> Short problem: Render the part that opens with the line containing "Confirm every instance of the police" and closes with the line containing "(1108, 770)" as a two-column CSV with the headers text and answer. Use one row per entry, with each field quoted and line breaks turned into spaces.

# # # #

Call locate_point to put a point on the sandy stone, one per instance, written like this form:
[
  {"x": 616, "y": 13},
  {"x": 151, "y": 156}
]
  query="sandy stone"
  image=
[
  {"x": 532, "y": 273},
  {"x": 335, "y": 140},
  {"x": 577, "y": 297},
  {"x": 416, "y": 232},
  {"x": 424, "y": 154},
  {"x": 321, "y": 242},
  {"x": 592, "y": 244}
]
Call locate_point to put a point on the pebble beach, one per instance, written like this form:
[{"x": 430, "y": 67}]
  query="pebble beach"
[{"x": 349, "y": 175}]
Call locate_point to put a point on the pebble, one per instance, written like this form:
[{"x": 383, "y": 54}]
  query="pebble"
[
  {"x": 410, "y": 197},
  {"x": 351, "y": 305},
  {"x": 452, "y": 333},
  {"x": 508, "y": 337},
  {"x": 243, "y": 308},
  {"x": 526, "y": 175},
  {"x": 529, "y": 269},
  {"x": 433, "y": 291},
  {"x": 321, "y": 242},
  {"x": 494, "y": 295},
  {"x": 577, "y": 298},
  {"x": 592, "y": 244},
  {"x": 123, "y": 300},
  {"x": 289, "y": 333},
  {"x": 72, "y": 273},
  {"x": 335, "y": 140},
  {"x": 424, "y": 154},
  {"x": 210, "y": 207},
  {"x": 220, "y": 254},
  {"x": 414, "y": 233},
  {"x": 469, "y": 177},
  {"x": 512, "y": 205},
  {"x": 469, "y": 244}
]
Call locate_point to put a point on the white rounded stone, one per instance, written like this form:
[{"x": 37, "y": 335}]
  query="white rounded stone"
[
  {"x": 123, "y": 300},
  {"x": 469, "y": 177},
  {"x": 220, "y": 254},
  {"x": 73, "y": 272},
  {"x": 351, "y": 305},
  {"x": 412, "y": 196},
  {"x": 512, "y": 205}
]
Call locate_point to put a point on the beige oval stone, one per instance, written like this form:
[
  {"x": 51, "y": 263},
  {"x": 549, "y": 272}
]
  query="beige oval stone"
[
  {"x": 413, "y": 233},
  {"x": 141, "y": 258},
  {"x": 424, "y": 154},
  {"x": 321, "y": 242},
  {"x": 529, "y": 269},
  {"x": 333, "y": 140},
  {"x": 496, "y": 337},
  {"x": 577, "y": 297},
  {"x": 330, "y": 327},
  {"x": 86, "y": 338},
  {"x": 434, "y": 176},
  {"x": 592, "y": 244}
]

# # # #

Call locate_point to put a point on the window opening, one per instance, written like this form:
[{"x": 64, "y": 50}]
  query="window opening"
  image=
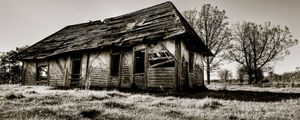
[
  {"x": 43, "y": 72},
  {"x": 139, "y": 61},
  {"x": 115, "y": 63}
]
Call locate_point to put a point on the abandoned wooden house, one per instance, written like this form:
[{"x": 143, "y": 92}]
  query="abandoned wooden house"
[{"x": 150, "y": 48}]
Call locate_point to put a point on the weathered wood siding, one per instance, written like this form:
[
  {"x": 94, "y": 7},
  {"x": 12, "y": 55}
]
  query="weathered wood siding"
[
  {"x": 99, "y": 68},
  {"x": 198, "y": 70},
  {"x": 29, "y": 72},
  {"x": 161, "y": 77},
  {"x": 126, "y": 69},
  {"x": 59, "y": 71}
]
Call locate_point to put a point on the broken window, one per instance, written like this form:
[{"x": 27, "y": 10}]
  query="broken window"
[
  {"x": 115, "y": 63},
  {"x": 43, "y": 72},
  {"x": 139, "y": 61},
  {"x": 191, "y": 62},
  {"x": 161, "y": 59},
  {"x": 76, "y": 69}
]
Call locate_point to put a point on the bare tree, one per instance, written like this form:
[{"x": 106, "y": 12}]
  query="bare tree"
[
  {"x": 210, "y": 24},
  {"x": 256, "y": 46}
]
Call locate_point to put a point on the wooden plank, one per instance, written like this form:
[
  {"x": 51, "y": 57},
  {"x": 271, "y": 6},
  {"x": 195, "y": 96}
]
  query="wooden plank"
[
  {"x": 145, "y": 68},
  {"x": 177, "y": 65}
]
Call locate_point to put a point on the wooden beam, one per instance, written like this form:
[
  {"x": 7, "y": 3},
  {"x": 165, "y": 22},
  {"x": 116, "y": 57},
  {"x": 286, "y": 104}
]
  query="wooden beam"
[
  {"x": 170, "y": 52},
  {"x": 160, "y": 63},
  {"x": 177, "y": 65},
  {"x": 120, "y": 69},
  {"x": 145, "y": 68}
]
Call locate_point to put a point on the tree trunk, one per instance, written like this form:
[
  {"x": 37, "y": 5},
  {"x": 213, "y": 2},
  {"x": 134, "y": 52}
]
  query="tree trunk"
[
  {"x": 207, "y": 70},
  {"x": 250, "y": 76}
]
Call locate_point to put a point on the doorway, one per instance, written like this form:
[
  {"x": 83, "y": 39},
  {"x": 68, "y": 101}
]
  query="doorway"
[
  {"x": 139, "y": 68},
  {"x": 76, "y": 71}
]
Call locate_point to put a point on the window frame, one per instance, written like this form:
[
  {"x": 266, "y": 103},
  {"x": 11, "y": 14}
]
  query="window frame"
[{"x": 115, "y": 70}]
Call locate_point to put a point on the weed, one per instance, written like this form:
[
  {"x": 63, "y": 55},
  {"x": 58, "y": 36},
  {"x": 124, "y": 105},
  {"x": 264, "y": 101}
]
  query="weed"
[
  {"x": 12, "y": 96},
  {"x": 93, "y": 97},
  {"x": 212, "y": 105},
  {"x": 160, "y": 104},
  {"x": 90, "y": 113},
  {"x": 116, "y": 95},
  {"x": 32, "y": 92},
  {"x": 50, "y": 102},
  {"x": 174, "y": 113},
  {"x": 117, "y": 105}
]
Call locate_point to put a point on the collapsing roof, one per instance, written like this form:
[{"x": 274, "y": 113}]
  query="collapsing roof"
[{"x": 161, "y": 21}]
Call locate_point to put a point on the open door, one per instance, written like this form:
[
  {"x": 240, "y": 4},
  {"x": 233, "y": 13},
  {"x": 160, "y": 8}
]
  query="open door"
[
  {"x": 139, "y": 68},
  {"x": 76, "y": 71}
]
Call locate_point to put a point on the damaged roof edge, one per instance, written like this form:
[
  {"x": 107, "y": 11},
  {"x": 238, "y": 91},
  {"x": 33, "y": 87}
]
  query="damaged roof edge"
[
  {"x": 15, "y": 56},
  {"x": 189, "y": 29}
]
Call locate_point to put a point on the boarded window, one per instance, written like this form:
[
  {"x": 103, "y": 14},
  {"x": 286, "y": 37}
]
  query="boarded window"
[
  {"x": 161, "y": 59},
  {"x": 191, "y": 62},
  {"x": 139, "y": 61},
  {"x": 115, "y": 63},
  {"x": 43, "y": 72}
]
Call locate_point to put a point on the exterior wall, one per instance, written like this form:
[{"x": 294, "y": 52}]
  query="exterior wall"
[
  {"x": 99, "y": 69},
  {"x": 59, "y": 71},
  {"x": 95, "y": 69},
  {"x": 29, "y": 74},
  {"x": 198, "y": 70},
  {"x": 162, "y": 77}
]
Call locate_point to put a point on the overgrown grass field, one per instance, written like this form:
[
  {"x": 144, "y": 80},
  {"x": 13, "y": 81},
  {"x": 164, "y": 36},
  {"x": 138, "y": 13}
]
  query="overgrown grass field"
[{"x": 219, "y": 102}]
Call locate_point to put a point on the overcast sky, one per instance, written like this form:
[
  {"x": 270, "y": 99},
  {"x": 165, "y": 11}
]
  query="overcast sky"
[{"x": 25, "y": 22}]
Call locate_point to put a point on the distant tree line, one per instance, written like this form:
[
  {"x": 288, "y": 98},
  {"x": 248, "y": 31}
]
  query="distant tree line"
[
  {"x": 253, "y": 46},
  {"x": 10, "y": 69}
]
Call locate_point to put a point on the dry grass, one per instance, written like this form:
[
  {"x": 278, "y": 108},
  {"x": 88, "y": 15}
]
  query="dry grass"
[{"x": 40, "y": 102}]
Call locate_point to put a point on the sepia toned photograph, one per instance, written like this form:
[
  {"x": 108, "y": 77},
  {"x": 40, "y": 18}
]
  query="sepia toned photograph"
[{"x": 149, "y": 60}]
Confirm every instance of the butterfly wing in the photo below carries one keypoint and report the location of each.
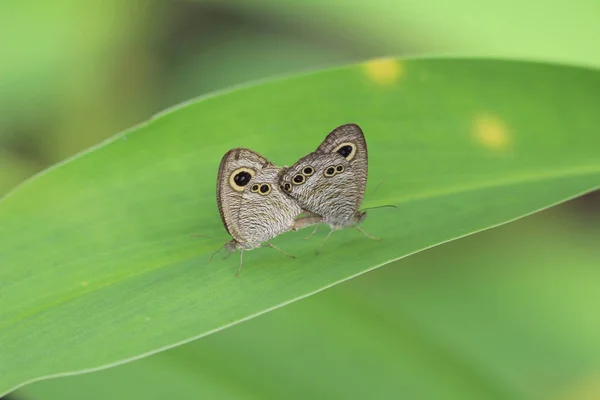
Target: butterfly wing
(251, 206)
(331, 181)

# # # #

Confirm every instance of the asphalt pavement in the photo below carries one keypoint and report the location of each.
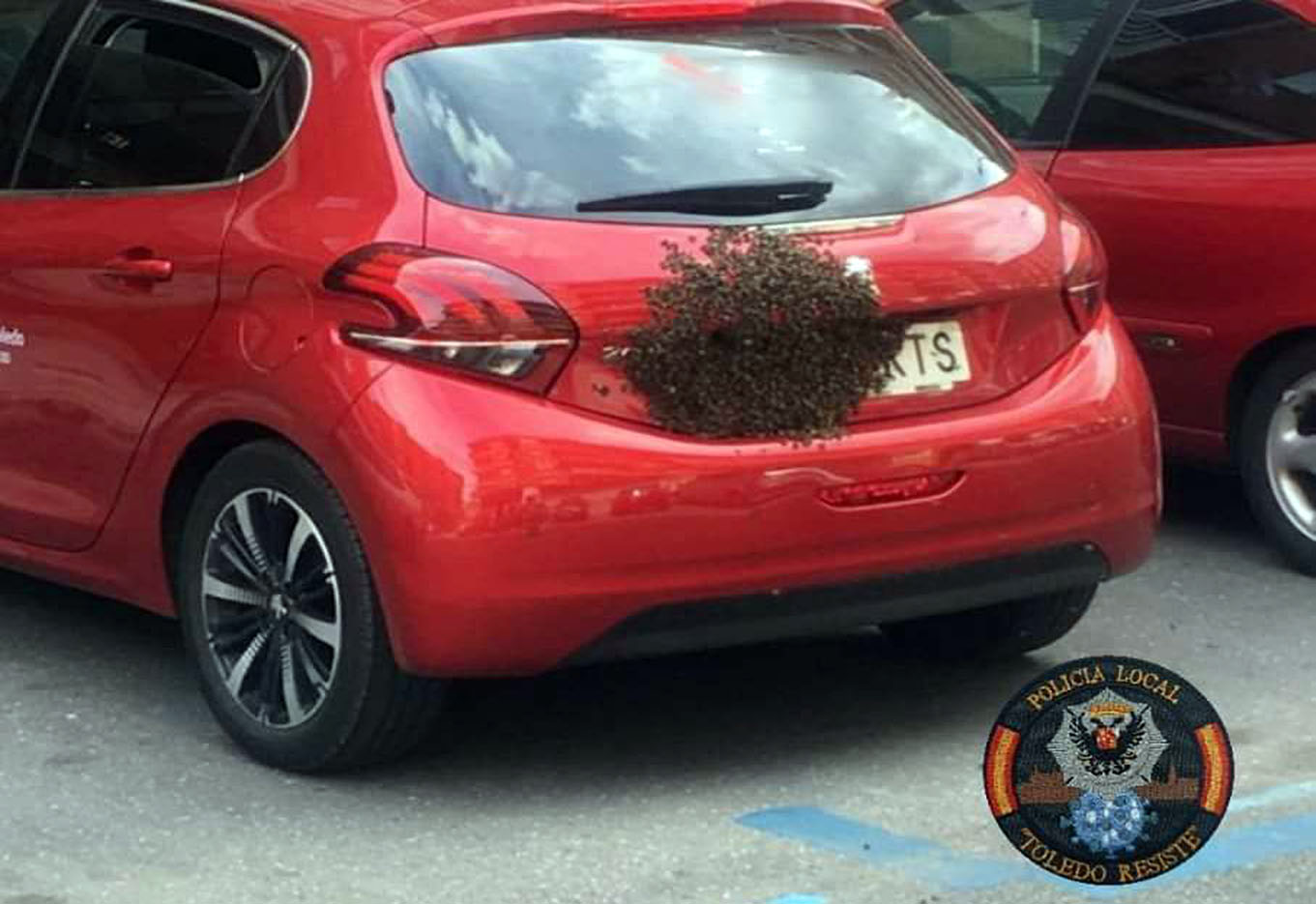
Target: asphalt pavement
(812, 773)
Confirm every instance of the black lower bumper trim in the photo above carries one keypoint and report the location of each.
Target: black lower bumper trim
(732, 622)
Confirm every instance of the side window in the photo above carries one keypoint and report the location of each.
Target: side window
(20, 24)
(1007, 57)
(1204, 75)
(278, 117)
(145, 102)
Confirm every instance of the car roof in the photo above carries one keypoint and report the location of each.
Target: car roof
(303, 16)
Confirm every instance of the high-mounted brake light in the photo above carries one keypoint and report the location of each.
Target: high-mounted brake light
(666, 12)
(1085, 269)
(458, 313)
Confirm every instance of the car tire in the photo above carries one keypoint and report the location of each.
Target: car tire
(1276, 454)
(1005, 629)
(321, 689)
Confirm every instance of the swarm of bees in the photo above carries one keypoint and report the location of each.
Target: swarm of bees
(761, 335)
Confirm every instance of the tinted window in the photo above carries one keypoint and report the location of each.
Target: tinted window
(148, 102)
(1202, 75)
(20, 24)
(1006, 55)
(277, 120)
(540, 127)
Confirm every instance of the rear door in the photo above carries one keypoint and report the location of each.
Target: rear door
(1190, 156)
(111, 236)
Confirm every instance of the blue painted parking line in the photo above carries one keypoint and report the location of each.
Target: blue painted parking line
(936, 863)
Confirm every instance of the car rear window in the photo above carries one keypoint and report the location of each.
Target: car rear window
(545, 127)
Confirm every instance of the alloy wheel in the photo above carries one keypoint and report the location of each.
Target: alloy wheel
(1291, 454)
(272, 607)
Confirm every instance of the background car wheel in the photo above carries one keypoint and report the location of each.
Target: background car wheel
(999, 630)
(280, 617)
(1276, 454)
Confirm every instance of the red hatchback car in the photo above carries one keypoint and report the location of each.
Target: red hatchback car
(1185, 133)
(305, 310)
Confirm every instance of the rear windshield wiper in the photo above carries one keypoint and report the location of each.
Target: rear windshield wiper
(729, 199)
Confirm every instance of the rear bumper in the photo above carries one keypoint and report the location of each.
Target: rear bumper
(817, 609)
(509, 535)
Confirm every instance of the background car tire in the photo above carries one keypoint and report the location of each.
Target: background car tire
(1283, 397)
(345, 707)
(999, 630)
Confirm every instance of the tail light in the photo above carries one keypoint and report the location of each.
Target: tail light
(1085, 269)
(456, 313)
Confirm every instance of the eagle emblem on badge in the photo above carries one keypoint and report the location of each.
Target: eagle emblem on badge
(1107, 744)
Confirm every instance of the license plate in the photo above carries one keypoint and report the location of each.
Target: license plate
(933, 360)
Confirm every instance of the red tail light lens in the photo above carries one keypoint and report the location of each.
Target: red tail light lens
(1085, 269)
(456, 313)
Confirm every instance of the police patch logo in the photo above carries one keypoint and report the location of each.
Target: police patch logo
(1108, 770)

# # # #

> Worked solution:
text,answer
"Confirm every instance of the police patch logo in the photo above carries one keypoint and report the location of each. Target: police patch logo","(1108, 770)"